→ **Goal**:
Rewrite the records as a JSON list of strings, one string per line, starting with the line containing "Could you spot the skin" and continuing through the end of the records, omitting blank lines and any pictures.

→ **Excerpted data**:
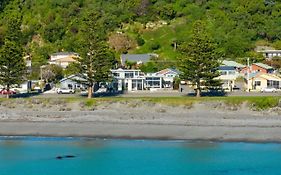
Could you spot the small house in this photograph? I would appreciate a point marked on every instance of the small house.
(260, 80)
(228, 76)
(136, 58)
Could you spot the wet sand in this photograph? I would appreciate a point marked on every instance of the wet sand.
(202, 121)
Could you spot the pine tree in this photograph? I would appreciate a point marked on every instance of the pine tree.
(96, 59)
(12, 64)
(200, 60)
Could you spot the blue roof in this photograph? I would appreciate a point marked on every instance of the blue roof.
(144, 58)
(227, 68)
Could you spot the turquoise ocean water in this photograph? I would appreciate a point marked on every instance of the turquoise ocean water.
(38, 156)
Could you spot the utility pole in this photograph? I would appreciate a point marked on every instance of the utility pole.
(248, 74)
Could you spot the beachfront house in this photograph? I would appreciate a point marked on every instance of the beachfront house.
(234, 64)
(129, 79)
(168, 75)
(135, 80)
(259, 80)
(258, 67)
(72, 82)
(269, 54)
(228, 77)
(63, 59)
(136, 58)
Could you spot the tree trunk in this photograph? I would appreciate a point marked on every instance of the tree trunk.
(198, 89)
(90, 91)
(8, 91)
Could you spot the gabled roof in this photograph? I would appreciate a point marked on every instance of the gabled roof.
(64, 59)
(72, 77)
(265, 66)
(271, 51)
(233, 64)
(227, 68)
(64, 54)
(144, 58)
(168, 70)
(267, 76)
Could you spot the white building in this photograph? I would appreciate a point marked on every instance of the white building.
(130, 80)
(269, 54)
(228, 76)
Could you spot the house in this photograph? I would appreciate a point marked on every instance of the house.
(258, 67)
(136, 58)
(261, 80)
(63, 59)
(228, 76)
(134, 80)
(72, 82)
(234, 64)
(168, 76)
(269, 54)
(129, 79)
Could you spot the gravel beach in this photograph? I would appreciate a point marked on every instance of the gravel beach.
(141, 120)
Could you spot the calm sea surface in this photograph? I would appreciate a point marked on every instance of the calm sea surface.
(39, 156)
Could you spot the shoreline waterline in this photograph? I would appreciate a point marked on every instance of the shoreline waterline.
(103, 130)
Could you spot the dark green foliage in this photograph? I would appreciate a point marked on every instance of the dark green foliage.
(199, 62)
(155, 46)
(12, 64)
(140, 40)
(96, 59)
(235, 25)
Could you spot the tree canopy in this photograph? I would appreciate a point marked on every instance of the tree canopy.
(200, 60)
(12, 64)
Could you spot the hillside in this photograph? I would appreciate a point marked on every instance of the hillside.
(158, 26)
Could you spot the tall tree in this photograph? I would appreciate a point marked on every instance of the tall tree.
(12, 64)
(96, 59)
(200, 60)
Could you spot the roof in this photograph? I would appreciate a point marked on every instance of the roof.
(64, 59)
(168, 70)
(252, 75)
(72, 77)
(265, 66)
(144, 58)
(269, 77)
(233, 63)
(64, 54)
(227, 68)
(271, 51)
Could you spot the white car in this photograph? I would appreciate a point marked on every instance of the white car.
(65, 91)
(268, 89)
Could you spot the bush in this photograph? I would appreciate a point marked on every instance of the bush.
(140, 41)
(155, 46)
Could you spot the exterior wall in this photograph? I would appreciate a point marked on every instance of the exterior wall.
(256, 68)
(272, 54)
(258, 84)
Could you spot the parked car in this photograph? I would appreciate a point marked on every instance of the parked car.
(65, 91)
(268, 89)
(5, 92)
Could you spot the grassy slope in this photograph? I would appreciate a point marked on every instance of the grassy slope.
(165, 35)
(255, 103)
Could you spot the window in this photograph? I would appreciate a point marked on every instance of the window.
(257, 83)
(129, 75)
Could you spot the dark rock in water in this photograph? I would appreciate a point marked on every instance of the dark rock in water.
(65, 157)
(59, 157)
(69, 156)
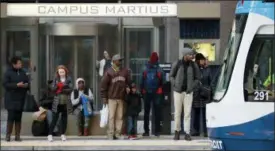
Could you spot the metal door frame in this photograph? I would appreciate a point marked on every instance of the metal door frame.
(154, 38)
(34, 51)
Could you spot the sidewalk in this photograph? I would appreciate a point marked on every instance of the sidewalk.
(101, 143)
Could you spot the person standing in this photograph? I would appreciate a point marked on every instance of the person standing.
(199, 100)
(151, 86)
(114, 86)
(16, 84)
(185, 77)
(133, 109)
(62, 86)
(83, 121)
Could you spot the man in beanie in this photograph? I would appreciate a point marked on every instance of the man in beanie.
(114, 86)
(185, 77)
(151, 87)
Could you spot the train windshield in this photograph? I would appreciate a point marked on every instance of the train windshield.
(230, 55)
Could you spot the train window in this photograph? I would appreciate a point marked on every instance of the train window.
(259, 82)
(230, 56)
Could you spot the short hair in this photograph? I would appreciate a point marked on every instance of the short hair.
(15, 59)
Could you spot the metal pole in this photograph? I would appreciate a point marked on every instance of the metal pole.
(120, 34)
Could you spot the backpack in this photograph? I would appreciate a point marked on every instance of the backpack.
(107, 65)
(151, 79)
(76, 94)
(40, 128)
(192, 65)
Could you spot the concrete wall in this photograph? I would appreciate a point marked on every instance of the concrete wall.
(226, 21)
(221, 9)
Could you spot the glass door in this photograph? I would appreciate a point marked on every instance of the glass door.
(22, 42)
(77, 54)
(138, 47)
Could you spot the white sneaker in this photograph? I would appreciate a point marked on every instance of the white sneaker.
(63, 138)
(50, 138)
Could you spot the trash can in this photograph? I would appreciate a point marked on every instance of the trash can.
(166, 107)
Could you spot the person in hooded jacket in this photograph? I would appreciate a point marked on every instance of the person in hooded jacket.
(133, 103)
(152, 81)
(62, 87)
(16, 84)
(76, 96)
(199, 102)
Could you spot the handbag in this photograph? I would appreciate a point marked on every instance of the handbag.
(205, 92)
(30, 103)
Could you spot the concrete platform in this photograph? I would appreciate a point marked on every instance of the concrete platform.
(101, 143)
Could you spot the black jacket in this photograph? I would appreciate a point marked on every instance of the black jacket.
(206, 79)
(15, 96)
(133, 101)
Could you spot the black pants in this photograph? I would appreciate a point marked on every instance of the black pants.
(64, 119)
(156, 100)
(197, 120)
(14, 116)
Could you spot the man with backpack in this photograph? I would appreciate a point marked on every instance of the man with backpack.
(185, 77)
(151, 87)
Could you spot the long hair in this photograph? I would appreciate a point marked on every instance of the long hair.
(61, 67)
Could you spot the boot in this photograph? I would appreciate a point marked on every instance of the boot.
(86, 131)
(17, 131)
(177, 135)
(80, 131)
(9, 131)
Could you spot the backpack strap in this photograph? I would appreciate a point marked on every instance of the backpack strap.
(76, 93)
(194, 70)
(177, 67)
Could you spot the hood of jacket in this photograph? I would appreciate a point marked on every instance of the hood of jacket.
(77, 80)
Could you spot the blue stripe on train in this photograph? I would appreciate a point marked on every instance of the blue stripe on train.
(257, 7)
(258, 135)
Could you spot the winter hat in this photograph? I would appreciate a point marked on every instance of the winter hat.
(199, 56)
(154, 57)
(187, 51)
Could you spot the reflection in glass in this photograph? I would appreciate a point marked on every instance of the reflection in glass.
(85, 59)
(139, 48)
(18, 44)
(64, 53)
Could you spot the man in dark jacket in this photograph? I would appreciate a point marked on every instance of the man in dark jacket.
(133, 109)
(114, 86)
(185, 77)
(199, 101)
(152, 81)
(16, 84)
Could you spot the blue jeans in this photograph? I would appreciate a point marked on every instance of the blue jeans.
(132, 125)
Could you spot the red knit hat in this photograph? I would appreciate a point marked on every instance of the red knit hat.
(154, 57)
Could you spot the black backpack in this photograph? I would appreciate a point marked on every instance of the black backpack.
(40, 128)
(193, 67)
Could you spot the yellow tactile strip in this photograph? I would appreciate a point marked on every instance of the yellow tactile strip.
(105, 143)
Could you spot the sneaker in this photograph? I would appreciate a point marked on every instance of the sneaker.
(132, 137)
(50, 138)
(145, 134)
(63, 138)
(187, 137)
(157, 134)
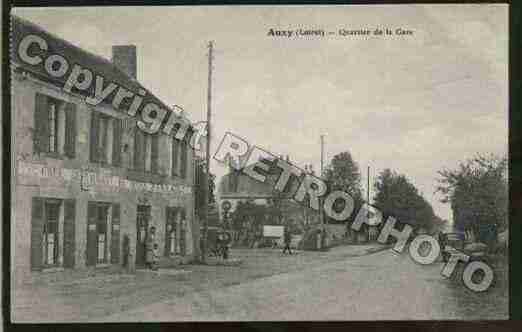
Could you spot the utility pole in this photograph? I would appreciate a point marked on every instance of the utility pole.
(321, 200)
(207, 156)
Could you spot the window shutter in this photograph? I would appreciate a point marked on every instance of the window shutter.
(115, 235)
(41, 124)
(154, 153)
(93, 143)
(183, 160)
(175, 156)
(68, 232)
(116, 142)
(92, 218)
(139, 150)
(37, 224)
(70, 130)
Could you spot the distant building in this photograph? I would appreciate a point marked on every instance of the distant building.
(87, 183)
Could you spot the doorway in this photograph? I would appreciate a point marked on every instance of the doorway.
(142, 229)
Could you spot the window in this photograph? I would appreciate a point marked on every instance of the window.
(54, 126)
(50, 233)
(179, 152)
(146, 153)
(105, 140)
(171, 238)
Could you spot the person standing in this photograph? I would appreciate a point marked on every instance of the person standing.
(287, 239)
(149, 248)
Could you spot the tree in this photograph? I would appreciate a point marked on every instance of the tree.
(478, 193)
(343, 174)
(396, 196)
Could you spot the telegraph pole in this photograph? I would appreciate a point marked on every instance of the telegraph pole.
(207, 156)
(322, 175)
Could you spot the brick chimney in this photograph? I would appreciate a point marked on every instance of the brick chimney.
(124, 57)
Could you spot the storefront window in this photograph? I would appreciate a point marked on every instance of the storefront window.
(50, 233)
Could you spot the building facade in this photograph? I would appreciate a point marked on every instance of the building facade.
(87, 183)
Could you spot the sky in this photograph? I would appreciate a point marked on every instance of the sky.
(415, 104)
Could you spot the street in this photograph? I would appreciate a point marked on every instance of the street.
(346, 283)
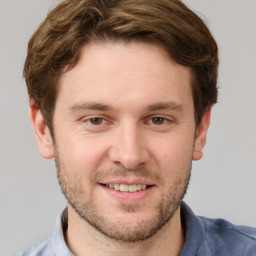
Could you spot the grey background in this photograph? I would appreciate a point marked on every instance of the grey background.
(223, 182)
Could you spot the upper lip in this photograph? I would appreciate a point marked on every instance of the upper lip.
(128, 181)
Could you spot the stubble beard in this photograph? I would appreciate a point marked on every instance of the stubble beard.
(121, 230)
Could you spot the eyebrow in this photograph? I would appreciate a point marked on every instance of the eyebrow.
(90, 106)
(103, 107)
(165, 105)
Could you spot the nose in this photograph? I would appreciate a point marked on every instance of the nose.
(129, 148)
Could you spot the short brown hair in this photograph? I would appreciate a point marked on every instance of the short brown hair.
(56, 45)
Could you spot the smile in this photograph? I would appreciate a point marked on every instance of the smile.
(127, 188)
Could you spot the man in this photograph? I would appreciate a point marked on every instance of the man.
(120, 95)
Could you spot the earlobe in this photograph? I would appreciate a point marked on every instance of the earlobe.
(201, 136)
(42, 132)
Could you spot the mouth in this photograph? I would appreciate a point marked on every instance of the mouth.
(132, 188)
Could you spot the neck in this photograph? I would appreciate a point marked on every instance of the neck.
(83, 239)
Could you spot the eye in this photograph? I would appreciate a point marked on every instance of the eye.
(158, 120)
(96, 121)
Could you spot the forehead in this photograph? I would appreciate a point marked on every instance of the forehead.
(116, 72)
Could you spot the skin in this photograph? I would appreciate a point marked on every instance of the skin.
(124, 114)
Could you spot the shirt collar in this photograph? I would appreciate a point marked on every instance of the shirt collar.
(194, 239)
(59, 245)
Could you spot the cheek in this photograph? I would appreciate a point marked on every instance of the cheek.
(173, 153)
(82, 154)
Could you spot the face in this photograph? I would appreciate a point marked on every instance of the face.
(124, 138)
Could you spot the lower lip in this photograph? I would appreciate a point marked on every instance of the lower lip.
(128, 197)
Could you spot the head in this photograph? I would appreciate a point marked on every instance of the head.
(56, 45)
(124, 88)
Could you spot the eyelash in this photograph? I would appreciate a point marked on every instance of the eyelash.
(103, 120)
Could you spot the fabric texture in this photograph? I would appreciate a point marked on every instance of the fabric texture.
(204, 237)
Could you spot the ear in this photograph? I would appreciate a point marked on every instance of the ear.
(201, 133)
(42, 132)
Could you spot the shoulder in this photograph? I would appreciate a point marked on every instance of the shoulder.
(42, 248)
(229, 239)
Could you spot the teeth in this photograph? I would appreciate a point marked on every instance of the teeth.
(127, 188)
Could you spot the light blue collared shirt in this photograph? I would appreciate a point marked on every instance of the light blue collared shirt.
(204, 237)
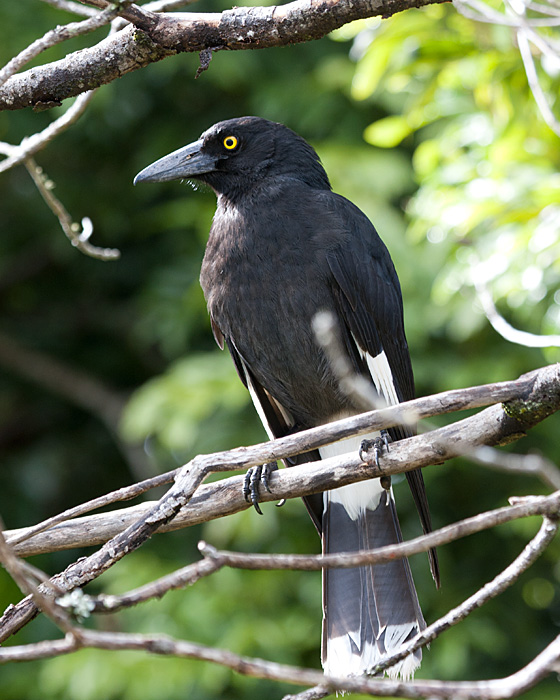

→ **Complete output**:
[
  "Could you spot the skin in this photograph? I would appreciate a point marked on every instance of the skin.",
  "(124, 114)",
  "Could you spot the shirt collar in this photograph? I would appreciate a point marked on every instance of the shirt collar.",
  "(194, 239)",
  "(59, 245)",
  "Could you spot the cheek in this photograph? I would appreciate a point marked on every instance of the cheek.",
  "(173, 153)",
  "(82, 154)",
  "Could you spot the face in this photograph? I would appreciate a point marked on every instance of the face.",
  "(124, 138)",
  "Could you spot the lower lip in this photograph? I would appreciate a point marked on every instance of the lower lip.",
  "(128, 197)",
  "Could you spot the head in this photograph? I would appreciate a point marked on every instance of the head.",
  "(56, 45)",
  "(124, 88)",
  "Could you spot the eyelash in this photograph? I would appreciate a point marked on every instance of the eyelash.",
  "(103, 120)",
  "Could you spot the fabric texture in this photograph? I would appreciate a point marked on every instance of the fabric texture.",
  "(204, 237)",
  "Could you spot the ear in this photograph? I would appreciate a point marked on every instance of the ear.",
  "(201, 133)",
  "(42, 132)",
  "Could you spot the shoulder in this photograph? I would appreciate a point marked on every instance of the shoulder.",
  "(42, 248)",
  "(229, 239)",
  "Could you spot the teeth in this photograph? I would appreciate a point marked on every instance of the teeth.",
  "(127, 188)",
  "Could you spot the light blue collared shirt in this photograph? I would appreciate a point marked on every instance of the light blue collared shirt.",
  "(204, 237)"
]